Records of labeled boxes
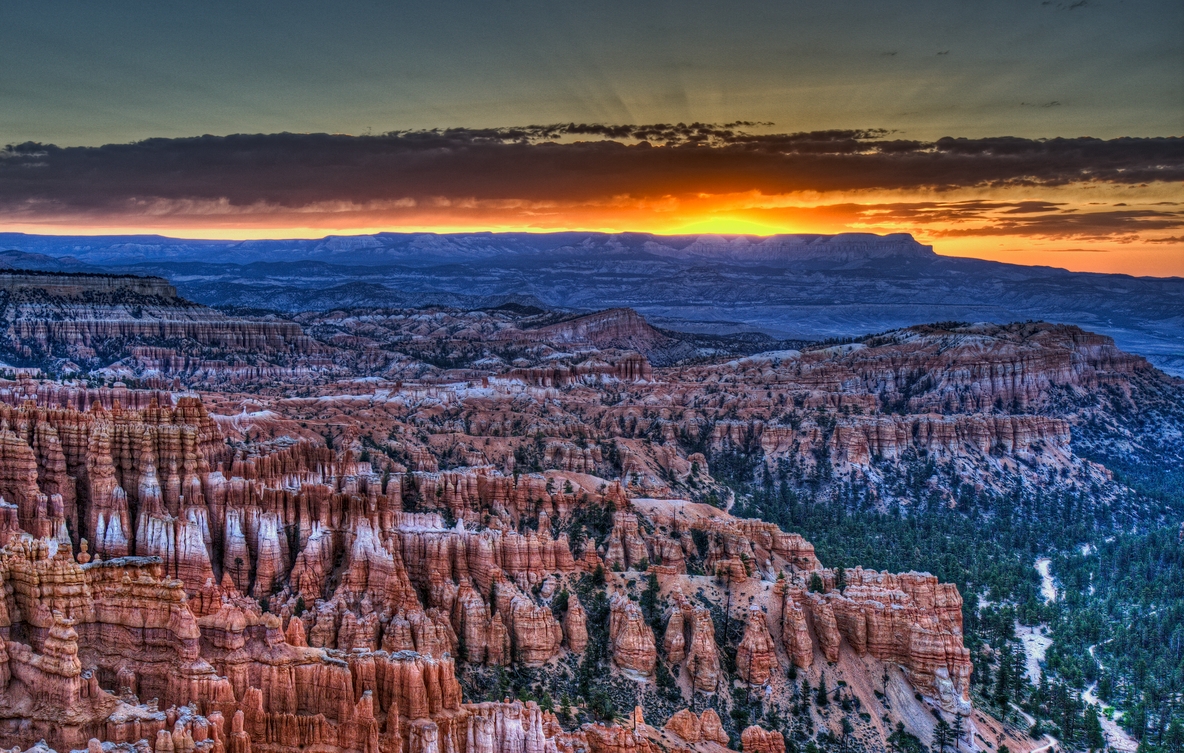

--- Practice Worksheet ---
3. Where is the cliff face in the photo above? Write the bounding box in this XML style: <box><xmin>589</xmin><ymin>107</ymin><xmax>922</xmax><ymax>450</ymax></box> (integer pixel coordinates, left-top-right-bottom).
<box><xmin>0</xmin><ymin>388</ymin><xmax>970</xmax><ymax>753</ymax></box>
<box><xmin>0</xmin><ymin>303</ymin><xmax>1165</xmax><ymax>753</ymax></box>
<box><xmin>0</xmin><ymin>272</ymin><xmax>324</xmax><ymax>380</ymax></box>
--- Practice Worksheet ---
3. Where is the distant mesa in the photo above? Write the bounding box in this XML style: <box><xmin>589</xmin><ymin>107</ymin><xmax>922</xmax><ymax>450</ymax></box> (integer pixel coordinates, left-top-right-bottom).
<box><xmin>0</xmin><ymin>270</ymin><xmax>176</xmax><ymax>300</ymax></box>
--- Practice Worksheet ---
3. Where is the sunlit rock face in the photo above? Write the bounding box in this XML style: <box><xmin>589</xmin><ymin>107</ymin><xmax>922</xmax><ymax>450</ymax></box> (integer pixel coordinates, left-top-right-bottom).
<box><xmin>0</xmin><ymin>280</ymin><xmax>1165</xmax><ymax>753</ymax></box>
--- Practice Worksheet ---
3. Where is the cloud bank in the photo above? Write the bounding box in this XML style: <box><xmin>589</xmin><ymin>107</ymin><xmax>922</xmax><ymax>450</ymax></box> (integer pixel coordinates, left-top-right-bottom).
<box><xmin>0</xmin><ymin>123</ymin><xmax>1184</xmax><ymax>213</ymax></box>
<box><xmin>0</xmin><ymin>127</ymin><xmax>1184</xmax><ymax>273</ymax></box>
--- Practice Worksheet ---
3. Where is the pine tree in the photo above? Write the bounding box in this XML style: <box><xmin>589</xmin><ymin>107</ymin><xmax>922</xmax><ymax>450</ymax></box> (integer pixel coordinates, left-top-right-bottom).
<box><xmin>1086</xmin><ymin>706</ymin><xmax>1106</xmax><ymax>751</ymax></box>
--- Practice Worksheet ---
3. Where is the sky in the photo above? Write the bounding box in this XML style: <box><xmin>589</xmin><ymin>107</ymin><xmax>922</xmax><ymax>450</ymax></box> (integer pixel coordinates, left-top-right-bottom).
<box><xmin>0</xmin><ymin>0</ymin><xmax>1184</xmax><ymax>276</ymax></box>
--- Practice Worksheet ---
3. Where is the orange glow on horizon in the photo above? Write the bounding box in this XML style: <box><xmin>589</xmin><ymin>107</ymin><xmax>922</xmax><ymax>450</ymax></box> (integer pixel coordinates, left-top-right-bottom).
<box><xmin>0</xmin><ymin>187</ymin><xmax>1184</xmax><ymax>277</ymax></box>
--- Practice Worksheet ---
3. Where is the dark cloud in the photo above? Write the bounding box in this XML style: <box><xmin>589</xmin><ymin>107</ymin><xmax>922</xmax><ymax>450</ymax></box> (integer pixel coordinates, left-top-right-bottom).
<box><xmin>0</xmin><ymin>122</ymin><xmax>1184</xmax><ymax>217</ymax></box>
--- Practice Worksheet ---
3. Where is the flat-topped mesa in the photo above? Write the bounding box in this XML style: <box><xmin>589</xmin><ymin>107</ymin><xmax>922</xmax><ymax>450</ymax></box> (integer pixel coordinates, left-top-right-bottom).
<box><xmin>0</xmin><ymin>270</ymin><xmax>176</xmax><ymax>300</ymax></box>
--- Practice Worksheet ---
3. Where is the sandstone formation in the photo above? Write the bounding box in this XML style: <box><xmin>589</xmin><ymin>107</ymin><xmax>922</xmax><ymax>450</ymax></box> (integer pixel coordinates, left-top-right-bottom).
<box><xmin>0</xmin><ymin>292</ymin><xmax>1143</xmax><ymax>753</ymax></box>
<box><xmin>736</xmin><ymin>605</ymin><xmax>777</xmax><ymax>686</ymax></box>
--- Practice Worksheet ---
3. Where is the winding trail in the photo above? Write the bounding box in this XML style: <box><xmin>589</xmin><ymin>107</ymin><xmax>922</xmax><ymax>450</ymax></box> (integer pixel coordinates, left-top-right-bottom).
<box><xmin>1016</xmin><ymin>556</ymin><xmax>1139</xmax><ymax>753</ymax></box>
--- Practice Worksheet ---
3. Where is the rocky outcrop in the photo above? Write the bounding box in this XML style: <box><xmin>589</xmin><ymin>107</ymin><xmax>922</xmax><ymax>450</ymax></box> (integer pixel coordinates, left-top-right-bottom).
<box><xmin>0</xmin><ymin>385</ymin><xmax>985</xmax><ymax>753</ymax></box>
<box><xmin>687</xmin><ymin>606</ymin><xmax>721</xmax><ymax>693</ymax></box>
<box><xmin>740</xmin><ymin>725</ymin><xmax>785</xmax><ymax>753</ymax></box>
<box><xmin>736</xmin><ymin>605</ymin><xmax>777</xmax><ymax>686</ymax></box>
<box><xmin>609</xmin><ymin>596</ymin><xmax>657</xmax><ymax>676</ymax></box>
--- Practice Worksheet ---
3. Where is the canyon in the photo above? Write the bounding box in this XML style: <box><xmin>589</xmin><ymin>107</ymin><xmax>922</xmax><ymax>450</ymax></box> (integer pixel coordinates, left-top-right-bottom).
<box><xmin>0</xmin><ymin>268</ymin><xmax>1180</xmax><ymax>753</ymax></box>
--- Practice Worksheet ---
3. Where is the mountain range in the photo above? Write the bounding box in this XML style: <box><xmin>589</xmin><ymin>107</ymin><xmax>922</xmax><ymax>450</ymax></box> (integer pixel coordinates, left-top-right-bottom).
<box><xmin>0</xmin><ymin>232</ymin><xmax>1184</xmax><ymax>375</ymax></box>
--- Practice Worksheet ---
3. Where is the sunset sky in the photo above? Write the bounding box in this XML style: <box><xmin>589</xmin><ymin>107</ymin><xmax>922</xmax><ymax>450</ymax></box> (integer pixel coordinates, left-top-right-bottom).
<box><xmin>0</xmin><ymin>0</ymin><xmax>1184</xmax><ymax>276</ymax></box>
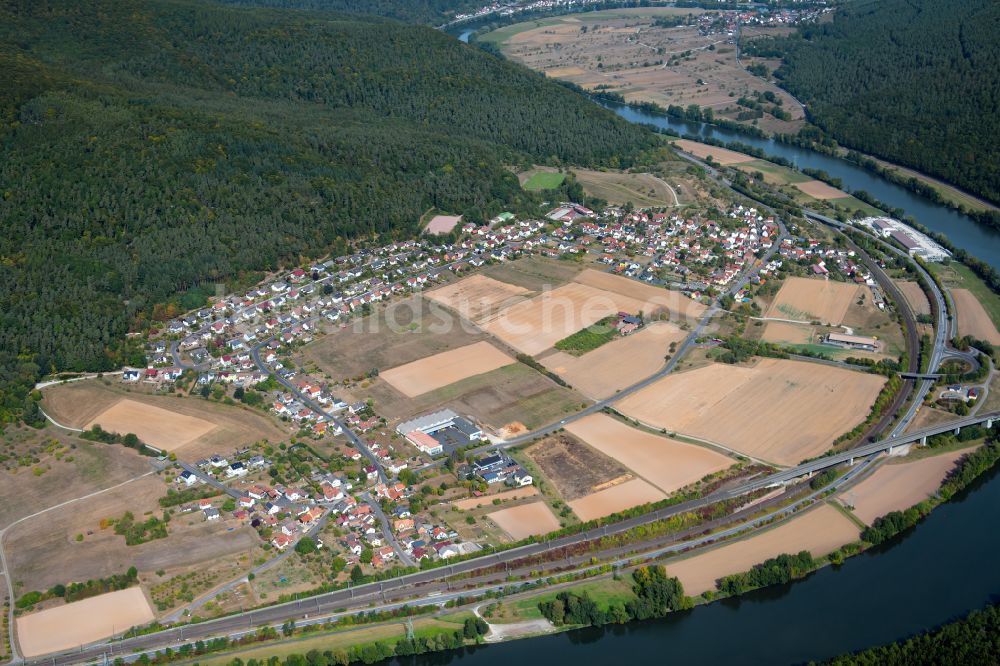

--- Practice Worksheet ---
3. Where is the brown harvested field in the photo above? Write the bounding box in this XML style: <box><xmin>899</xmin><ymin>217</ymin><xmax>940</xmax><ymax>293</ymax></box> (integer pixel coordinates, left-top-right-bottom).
<box><xmin>893</xmin><ymin>280</ymin><xmax>931</xmax><ymax>314</ymax></box>
<box><xmin>767</xmin><ymin>277</ymin><xmax>862</xmax><ymax>326</ymax></box>
<box><xmin>566</xmin><ymin>479</ymin><xmax>667</xmax><ymax>522</ymax></box>
<box><xmin>951</xmin><ymin>288</ymin><xmax>1000</xmax><ymax>345</ymax></box>
<box><xmin>380</xmin><ymin>340</ymin><xmax>517</xmax><ymax>398</ymax></box>
<box><xmin>525</xmin><ymin>433</ymin><xmax>632</xmax><ymax>501</ymax></box>
<box><xmin>760</xmin><ymin>321</ymin><xmax>813</xmax><ymax>345</ymax></box>
<box><xmin>302</xmin><ymin>296</ymin><xmax>494</xmax><ymax>381</ymax></box>
<box><xmin>673</xmin><ymin>139</ymin><xmax>755</xmax><ymax>166</ymax></box>
<box><xmin>480</xmin><ymin>282</ymin><xmax>635</xmax><ymax>355</ymax></box>
<box><xmin>666</xmin><ymin>504</ymin><xmax>859</xmax><ymax>596</ymax></box>
<box><xmin>4</xmin><ymin>476</ymin><xmax>260</xmax><ymax>591</ymax></box>
<box><xmin>486</xmin><ymin>500</ymin><xmax>559</xmax><ymax>541</ymax></box>
<box><xmin>794</xmin><ymin>180</ymin><xmax>847</xmax><ymax>201</ymax></box>
<box><xmin>43</xmin><ymin>380</ymin><xmax>288</xmax><ymax>460</ymax></box>
<box><xmin>492</xmin><ymin>7</ymin><xmax>804</xmax><ymax>133</ymax></box>
<box><xmin>483</xmin><ymin>254</ymin><xmax>582</xmax><ymax>294</ymax></box>
<box><xmin>619</xmin><ymin>358</ymin><xmax>885</xmax><ymax>465</ymax></box>
<box><xmin>566</xmin><ymin>414</ymin><xmax>733</xmax><ymax>494</ymax></box>
<box><xmin>0</xmin><ymin>428</ymin><xmax>150</xmax><ymax>529</ymax></box>
<box><xmin>574</xmin><ymin>268</ymin><xmax>706</xmax><ymax>318</ymax></box>
<box><xmin>838</xmin><ymin>447</ymin><xmax>974</xmax><ymax>525</ymax></box>
<box><xmin>17</xmin><ymin>587</ymin><xmax>153</xmax><ymax>657</ymax></box>
<box><xmin>360</xmin><ymin>363</ymin><xmax>586</xmax><ymax>431</ymax></box>
<box><xmin>426</xmin><ymin>273</ymin><xmax>531</xmax><ymax>323</ymax></box>
<box><xmin>424</xmin><ymin>215</ymin><xmax>462</xmax><ymax>234</ymax></box>
<box><xmin>539</xmin><ymin>322</ymin><xmax>687</xmax><ymax>400</ymax></box>
<box><xmin>573</xmin><ymin>169</ymin><xmax>680</xmax><ymax>207</ymax></box>
<box><xmin>84</xmin><ymin>398</ymin><xmax>215</xmax><ymax>451</ymax></box>
<box><xmin>451</xmin><ymin>486</ymin><xmax>539</xmax><ymax>511</ymax></box>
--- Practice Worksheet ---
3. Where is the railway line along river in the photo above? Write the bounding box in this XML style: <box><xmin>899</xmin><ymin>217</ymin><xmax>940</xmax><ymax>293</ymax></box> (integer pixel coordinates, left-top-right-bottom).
<box><xmin>436</xmin><ymin>24</ymin><xmax>1000</xmax><ymax>666</ymax></box>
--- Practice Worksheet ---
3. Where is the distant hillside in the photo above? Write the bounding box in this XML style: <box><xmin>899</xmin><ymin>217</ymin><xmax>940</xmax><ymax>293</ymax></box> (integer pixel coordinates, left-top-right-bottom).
<box><xmin>0</xmin><ymin>0</ymin><xmax>657</xmax><ymax>419</ymax></box>
<box><xmin>212</xmin><ymin>0</ymin><xmax>487</xmax><ymax>25</ymax></box>
<box><xmin>751</xmin><ymin>0</ymin><xmax>1000</xmax><ymax>202</ymax></box>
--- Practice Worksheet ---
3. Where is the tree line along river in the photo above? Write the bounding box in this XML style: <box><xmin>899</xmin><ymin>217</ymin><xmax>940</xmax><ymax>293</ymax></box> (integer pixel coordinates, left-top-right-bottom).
<box><xmin>428</xmin><ymin>30</ymin><xmax>1000</xmax><ymax>666</ymax></box>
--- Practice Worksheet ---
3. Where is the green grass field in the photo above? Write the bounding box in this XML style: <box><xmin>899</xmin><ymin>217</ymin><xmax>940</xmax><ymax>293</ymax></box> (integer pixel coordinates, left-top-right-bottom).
<box><xmin>524</xmin><ymin>171</ymin><xmax>566</xmax><ymax>192</ymax></box>
<box><xmin>553</xmin><ymin>318</ymin><xmax>618</xmax><ymax>356</ymax></box>
<box><xmin>930</xmin><ymin>261</ymin><xmax>1000</xmax><ymax>330</ymax></box>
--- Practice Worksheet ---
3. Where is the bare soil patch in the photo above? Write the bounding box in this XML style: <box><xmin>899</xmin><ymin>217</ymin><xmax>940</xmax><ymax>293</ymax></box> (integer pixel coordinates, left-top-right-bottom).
<box><xmin>573</xmin><ymin>169</ymin><xmax>679</xmax><ymax>207</ymax></box>
<box><xmin>767</xmin><ymin>277</ymin><xmax>861</xmax><ymax>326</ymax></box>
<box><xmin>795</xmin><ymin>180</ymin><xmax>847</xmax><ymax>201</ymax></box>
<box><xmin>666</xmin><ymin>504</ymin><xmax>858</xmax><ymax>596</ymax></box>
<box><xmin>567</xmin><ymin>479</ymin><xmax>667</xmax><ymax>522</ymax></box>
<box><xmin>673</xmin><ymin>139</ymin><xmax>755</xmax><ymax>166</ymax></box>
<box><xmin>424</xmin><ymin>215</ymin><xmax>462</xmax><ymax>234</ymax></box>
<box><xmin>951</xmin><ymin>288</ymin><xmax>1000</xmax><ymax>345</ymax></box>
<box><xmin>619</xmin><ymin>359</ymin><xmax>885</xmax><ymax>465</ymax></box>
<box><xmin>486</xmin><ymin>500</ymin><xmax>559</xmax><ymax>541</ymax></box>
<box><xmin>566</xmin><ymin>414</ymin><xmax>733</xmax><ymax>494</ymax></box>
<box><xmin>526</xmin><ymin>433</ymin><xmax>632</xmax><ymax>501</ymax></box>
<box><xmin>4</xmin><ymin>476</ymin><xmax>260</xmax><ymax>590</ymax></box>
<box><xmin>838</xmin><ymin>448</ymin><xmax>971</xmax><ymax>525</ymax></box>
<box><xmin>427</xmin><ymin>273</ymin><xmax>531</xmax><ymax>323</ymax></box>
<box><xmin>761</xmin><ymin>321</ymin><xmax>813</xmax><ymax>345</ymax></box>
<box><xmin>302</xmin><ymin>296</ymin><xmax>486</xmax><ymax>381</ymax></box>
<box><xmin>540</xmin><ymin>322</ymin><xmax>687</xmax><ymax>400</ymax></box>
<box><xmin>17</xmin><ymin>587</ymin><xmax>153</xmax><ymax>657</ymax></box>
<box><xmin>43</xmin><ymin>380</ymin><xmax>288</xmax><ymax>460</ymax></box>
<box><xmin>381</xmin><ymin>340</ymin><xmax>517</xmax><ymax>398</ymax></box>
<box><xmin>893</xmin><ymin>280</ymin><xmax>931</xmax><ymax>315</ymax></box>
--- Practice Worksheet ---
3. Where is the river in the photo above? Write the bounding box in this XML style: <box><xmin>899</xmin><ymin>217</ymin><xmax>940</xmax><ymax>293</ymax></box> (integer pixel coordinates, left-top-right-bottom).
<box><xmin>434</xmin><ymin>23</ymin><xmax>1000</xmax><ymax>666</ymax></box>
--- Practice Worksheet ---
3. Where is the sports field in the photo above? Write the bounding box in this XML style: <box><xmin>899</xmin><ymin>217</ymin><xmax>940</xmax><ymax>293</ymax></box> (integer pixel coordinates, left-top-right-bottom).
<box><xmin>523</xmin><ymin>171</ymin><xmax>566</xmax><ymax>192</ymax></box>
<box><xmin>539</xmin><ymin>321</ymin><xmax>687</xmax><ymax>399</ymax></box>
<box><xmin>17</xmin><ymin>587</ymin><xmax>153</xmax><ymax>657</ymax></box>
<box><xmin>567</xmin><ymin>479</ymin><xmax>667</xmax><ymax>522</ymax></box>
<box><xmin>767</xmin><ymin>277</ymin><xmax>862</xmax><ymax>326</ymax></box>
<box><xmin>566</xmin><ymin>414</ymin><xmax>733</xmax><ymax>494</ymax></box>
<box><xmin>381</xmin><ymin>341</ymin><xmax>517</xmax><ymax>398</ymax></box>
<box><xmin>486</xmin><ymin>500</ymin><xmax>559</xmax><ymax>541</ymax></box>
<box><xmin>666</xmin><ymin>504</ymin><xmax>858</xmax><ymax>596</ymax></box>
<box><xmin>619</xmin><ymin>358</ymin><xmax>885</xmax><ymax>465</ymax></box>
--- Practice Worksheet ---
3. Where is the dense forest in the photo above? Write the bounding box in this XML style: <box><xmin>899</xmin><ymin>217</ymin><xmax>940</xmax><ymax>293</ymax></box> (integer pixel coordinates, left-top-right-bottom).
<box><xmin>748</xmin><ymin>0</ymin><xmax>1000</xmax><ymax>202</ymax></box>
<box><xmin>826</xmin><ymin>606</ymin><xmax>1000</xmax><ymax>666</ymax></box>
<box><xmin>0</xmin><ymin>0</ymin><xmax>660</xmax><ymax>422</ymax></box>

**PROBLEM:**
List every line of the listing above that contains the string "tree".

**EXERCISE ANSWER:**
3. Where is the pine tree in the photo above? Write the bounding box in this XML style: <box><xmin>589</xmin><ymin>107</ymin><xmax>922</xmax><ymax>450</ymax></box> (integer pixel coordinates, left-top-right-bottom).
3. Where is the tree line along river in the photo above? Write the bounding box in this XML style: <box><xmin>899</xmin><ymin>217</ymin><xmax>940</xmax><ymax>293</ymax></box> (integer pixel coordinates, left-top-right-bottom).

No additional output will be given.